TASK BRIEF: Give back exactly the lines starting at the one with "Thank you for this photo. Would you kindly tag the cabin" and ending at the last line of the data below. Pictures are not part of the copy.

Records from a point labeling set
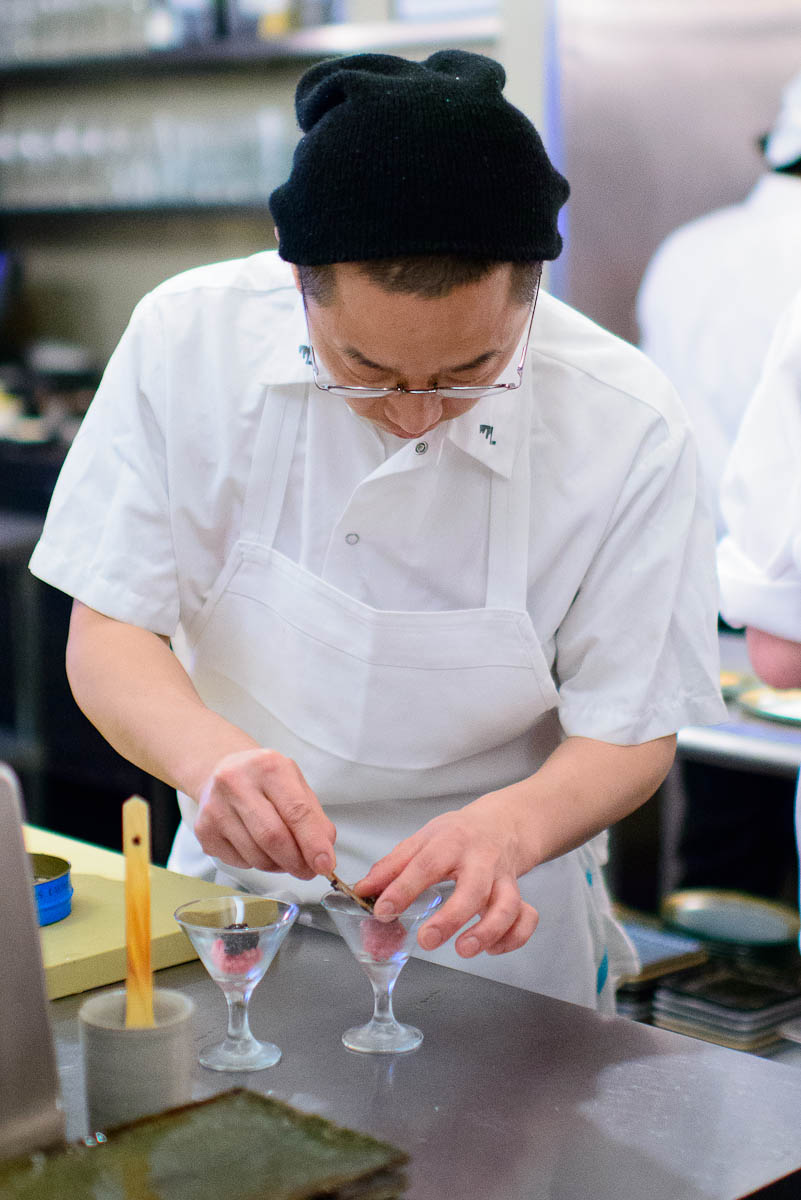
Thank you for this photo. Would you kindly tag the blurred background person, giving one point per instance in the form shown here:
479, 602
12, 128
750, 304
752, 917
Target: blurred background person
712, 293
759, 561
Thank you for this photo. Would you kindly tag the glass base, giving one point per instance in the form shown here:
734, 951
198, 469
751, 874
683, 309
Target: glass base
377, 1038
240, 1056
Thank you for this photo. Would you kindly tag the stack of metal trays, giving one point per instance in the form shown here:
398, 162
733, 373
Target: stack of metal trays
752, 981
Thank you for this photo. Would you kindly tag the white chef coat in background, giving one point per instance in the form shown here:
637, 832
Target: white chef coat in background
620, 574
709, 303
759, 561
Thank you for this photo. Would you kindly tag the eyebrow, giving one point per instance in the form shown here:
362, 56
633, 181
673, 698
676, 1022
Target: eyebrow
479, 361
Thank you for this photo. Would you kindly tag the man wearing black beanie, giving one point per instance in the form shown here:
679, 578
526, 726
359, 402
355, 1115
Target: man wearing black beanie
387, 562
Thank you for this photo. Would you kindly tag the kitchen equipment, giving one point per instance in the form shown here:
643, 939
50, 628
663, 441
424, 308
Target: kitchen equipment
730, 918
89, 949
52, 887
238, 937
30, 1115
134, 1071
235, 1146
381, 949
772, 703
136, 849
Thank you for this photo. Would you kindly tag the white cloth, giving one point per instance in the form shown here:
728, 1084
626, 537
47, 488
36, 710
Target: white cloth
410, 713
708, 306
620, 583
759, 561
616, 581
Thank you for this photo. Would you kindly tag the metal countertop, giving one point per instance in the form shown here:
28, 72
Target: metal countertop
512, 1096
744, 742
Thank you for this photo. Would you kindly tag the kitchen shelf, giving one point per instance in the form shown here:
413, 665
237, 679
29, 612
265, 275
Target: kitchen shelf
234, 53
151, 209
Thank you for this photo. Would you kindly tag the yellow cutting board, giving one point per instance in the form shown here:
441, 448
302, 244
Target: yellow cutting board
86, 949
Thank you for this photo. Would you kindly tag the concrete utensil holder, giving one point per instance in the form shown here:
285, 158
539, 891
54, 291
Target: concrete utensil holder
134, 1072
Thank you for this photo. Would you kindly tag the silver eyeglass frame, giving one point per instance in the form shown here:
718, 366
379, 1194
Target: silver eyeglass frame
455, 391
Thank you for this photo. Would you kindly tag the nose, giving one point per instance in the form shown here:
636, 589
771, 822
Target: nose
414, 414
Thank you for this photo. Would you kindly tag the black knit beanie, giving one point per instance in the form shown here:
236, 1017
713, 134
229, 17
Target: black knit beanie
401, 157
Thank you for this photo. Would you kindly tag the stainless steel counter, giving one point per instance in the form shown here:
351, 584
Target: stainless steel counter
512, 1096
744, 741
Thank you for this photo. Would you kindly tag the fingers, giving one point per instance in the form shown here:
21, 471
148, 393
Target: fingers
507, 923
486, 887
258, 811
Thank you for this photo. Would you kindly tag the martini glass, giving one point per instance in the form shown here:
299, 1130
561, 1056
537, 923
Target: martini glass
236, 939
381, 948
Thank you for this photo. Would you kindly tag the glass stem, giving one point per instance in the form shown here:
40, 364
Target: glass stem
239, 1029
383, 1001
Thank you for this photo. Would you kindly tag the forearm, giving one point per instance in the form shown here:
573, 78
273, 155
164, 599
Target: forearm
775, 659
583, 787
133, 689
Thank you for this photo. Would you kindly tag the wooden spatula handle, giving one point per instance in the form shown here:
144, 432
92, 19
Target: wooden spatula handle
139, 981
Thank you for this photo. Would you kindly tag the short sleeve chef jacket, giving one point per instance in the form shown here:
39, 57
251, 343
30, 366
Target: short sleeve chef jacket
621, 582
759, 562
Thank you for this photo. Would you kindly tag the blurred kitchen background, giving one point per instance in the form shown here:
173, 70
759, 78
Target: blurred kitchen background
139, 138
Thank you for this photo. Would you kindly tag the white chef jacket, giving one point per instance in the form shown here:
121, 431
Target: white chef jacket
759, 561
621, 582
708, 306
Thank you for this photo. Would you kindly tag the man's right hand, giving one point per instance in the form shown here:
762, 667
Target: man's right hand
258, 811
256, 807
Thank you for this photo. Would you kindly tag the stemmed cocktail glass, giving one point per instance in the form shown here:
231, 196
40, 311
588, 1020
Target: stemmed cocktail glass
381, 948
236, 939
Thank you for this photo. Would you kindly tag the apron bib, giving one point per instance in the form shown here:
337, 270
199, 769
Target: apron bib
397, 717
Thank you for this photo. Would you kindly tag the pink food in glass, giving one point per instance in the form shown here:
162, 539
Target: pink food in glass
380, 940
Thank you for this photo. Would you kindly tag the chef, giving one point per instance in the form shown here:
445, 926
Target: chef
385, 559
759, 561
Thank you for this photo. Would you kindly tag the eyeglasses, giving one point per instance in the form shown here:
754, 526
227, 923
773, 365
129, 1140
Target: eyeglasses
456, 391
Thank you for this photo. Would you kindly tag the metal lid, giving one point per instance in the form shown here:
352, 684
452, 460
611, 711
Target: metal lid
732, 917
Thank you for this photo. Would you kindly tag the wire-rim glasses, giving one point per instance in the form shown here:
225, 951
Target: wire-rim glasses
456, 391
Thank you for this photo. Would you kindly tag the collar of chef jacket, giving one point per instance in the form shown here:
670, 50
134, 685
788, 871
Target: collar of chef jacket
487, 432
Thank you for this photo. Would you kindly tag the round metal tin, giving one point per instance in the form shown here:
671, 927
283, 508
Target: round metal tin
734, 918
52, 887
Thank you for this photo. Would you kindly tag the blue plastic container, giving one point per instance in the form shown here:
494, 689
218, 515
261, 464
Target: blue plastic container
52, 887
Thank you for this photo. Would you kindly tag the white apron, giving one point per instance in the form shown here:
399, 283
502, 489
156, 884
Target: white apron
397, 717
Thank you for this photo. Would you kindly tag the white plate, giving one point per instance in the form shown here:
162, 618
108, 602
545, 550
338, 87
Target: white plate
772, 703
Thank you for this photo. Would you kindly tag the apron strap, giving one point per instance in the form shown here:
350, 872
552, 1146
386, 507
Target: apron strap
272, 456
510, 519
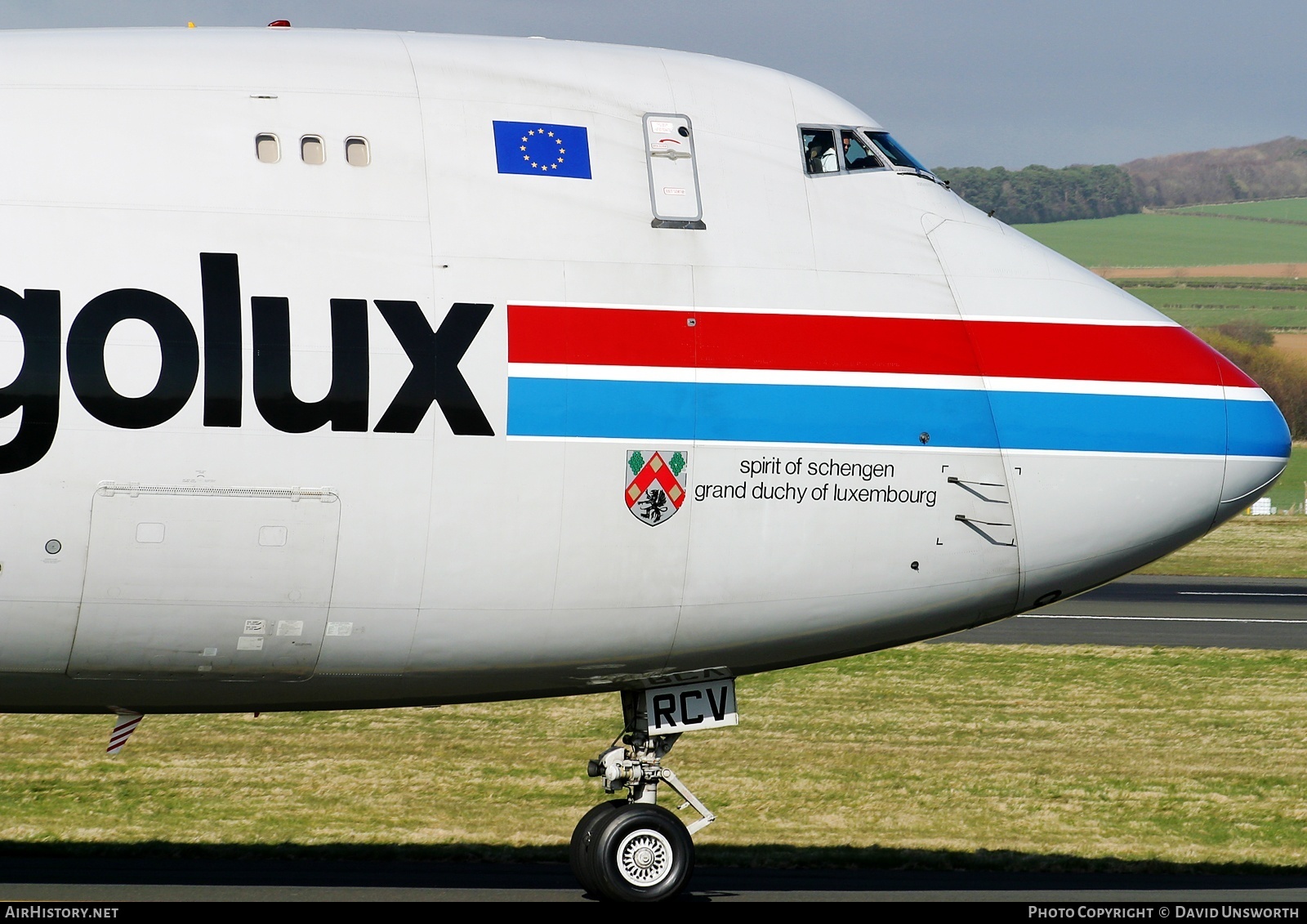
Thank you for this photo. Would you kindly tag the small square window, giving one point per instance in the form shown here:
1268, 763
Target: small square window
357, 153
311, 150
820, 150
267, 148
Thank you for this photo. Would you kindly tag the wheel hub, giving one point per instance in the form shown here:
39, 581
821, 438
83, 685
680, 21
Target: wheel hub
645, 858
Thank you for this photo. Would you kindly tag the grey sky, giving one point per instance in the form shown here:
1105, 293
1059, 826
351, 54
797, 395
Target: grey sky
999, 83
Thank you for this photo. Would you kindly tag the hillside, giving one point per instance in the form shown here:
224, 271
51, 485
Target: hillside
1271, 170
1173, 241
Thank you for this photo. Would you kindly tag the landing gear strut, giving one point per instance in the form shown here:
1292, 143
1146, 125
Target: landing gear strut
633, 850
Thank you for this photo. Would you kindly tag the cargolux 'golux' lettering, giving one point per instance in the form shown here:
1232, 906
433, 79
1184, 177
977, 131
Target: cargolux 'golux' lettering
37, 314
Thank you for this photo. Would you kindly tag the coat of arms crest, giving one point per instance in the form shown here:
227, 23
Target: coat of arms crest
655, 486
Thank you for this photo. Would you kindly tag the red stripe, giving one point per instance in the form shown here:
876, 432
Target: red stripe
849, 344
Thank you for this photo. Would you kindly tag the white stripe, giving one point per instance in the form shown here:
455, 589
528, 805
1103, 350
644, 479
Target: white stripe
1152, 618
786, 377
1093, 387
1237, 594
827, 313
1246, 394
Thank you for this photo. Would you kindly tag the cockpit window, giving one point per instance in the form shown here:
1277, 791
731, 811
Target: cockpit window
820, 150
858, 153
894, 152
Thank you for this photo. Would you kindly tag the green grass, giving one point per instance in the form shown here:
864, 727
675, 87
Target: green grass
1171, 241
1246, 547
1282, 319
1285, 209
945, 754
1251, 547
1232, 297
1208, 306
1289, 490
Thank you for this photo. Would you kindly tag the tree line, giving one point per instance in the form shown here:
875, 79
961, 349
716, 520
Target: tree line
1039, 194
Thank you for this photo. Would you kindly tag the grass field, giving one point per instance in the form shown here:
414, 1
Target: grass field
1284, 209
944, 754
1251, 547
1246, 547
1207, 306
1171, 241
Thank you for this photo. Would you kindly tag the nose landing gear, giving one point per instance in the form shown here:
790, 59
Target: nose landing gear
634, 850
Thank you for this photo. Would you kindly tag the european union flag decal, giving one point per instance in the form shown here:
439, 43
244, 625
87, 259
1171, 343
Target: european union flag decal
542, 148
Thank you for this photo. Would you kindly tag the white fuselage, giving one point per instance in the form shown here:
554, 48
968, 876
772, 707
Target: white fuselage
894, 417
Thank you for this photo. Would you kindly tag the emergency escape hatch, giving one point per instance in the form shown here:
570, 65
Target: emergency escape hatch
673, 176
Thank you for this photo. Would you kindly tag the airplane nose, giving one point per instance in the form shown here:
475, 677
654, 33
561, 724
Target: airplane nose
1258, 444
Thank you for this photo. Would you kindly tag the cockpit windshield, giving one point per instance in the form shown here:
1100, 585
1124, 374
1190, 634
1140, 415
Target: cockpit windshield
894, 152
858, 153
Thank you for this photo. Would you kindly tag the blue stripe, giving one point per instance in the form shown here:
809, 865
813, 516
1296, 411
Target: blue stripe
892, 417
1258, 429
1110, 422
753, 413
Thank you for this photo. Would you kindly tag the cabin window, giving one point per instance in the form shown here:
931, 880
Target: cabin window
858, 152
820, 150
311, 150
267, 148
357, 153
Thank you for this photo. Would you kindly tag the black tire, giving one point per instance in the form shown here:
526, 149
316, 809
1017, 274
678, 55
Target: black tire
642, 854
581, 854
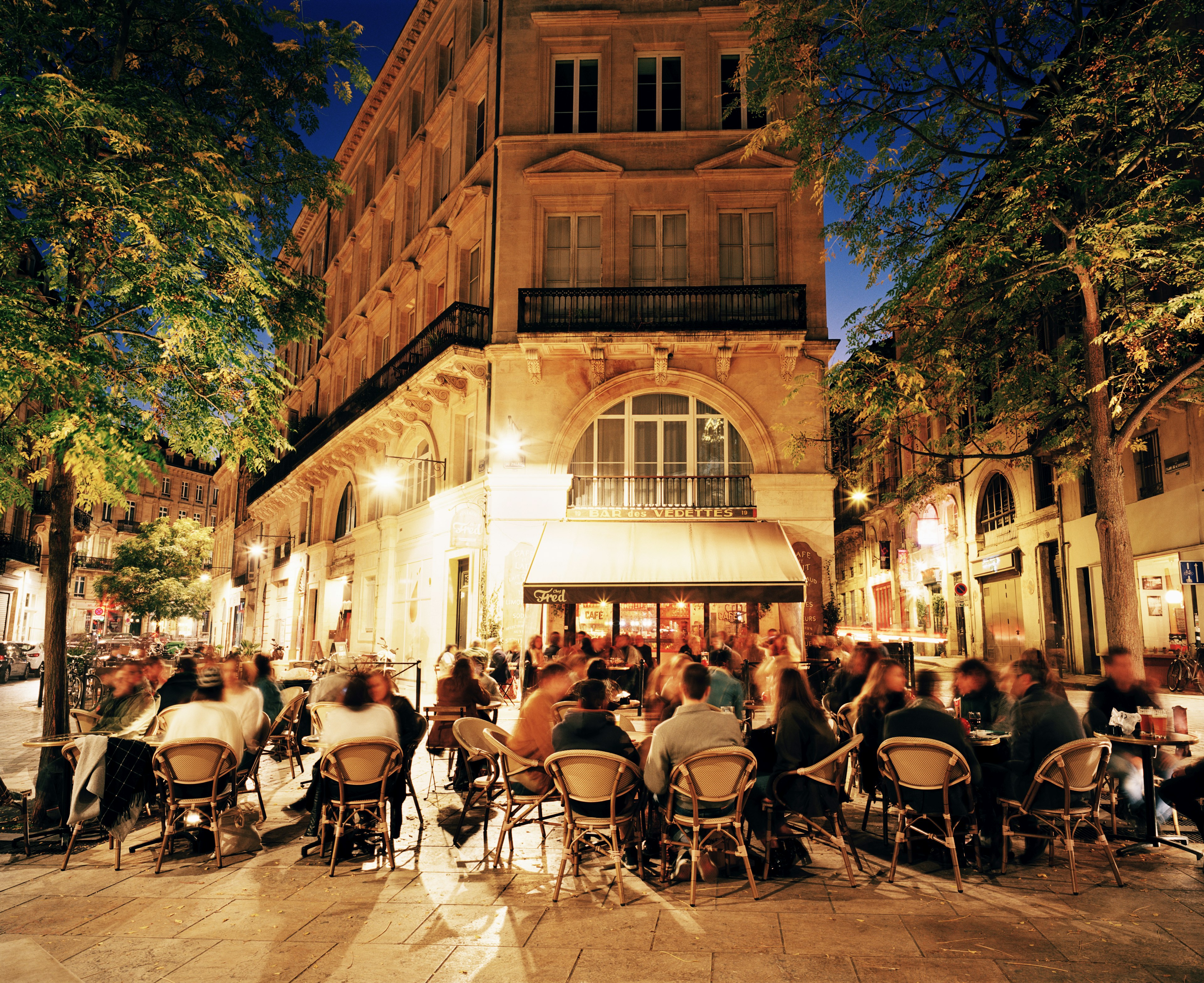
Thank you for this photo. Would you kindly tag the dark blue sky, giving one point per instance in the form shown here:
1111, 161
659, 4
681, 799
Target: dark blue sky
383, 22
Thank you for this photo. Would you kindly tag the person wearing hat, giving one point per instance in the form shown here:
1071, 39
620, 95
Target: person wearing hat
206, 718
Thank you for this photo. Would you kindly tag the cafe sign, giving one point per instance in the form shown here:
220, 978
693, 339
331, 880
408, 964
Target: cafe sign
663, 513
467, 528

REPLY TO THE TASK:
Thank you for this photo. Would you kindly tag the cabin window, giving one point per instance in the form shown here:
931, 880
Target: cabin window
858, 152
820, 150
311, 150
267, 148
357, 153
Thank you for this photo. Would you kindly tag the black tire, giving one point per instance in the form shown here:
526, 149
316, 809
1017, 274
678, 55
Target: black tire
642, 854
581, 854
Thank you for this photo. Would you kindly tag the dark blue sky, giving one point per instance in the form shown here:
1111, 161
659, 4
681, 799
Target: dark blue sky
383, 22
Thank you for this photo. Would you kindly tag the person wearing hat, giving one point per instance in the form shown here:
1071, 39
620, 95
Target: person wearing hat
206, 718
Thank you for this photo. Would you kindly tag the cafe sign, giving one point per instance in the form shown here:
220, 978
693, 339
331, 880
408, 964
Target: cafe sign
663, 513
467, 528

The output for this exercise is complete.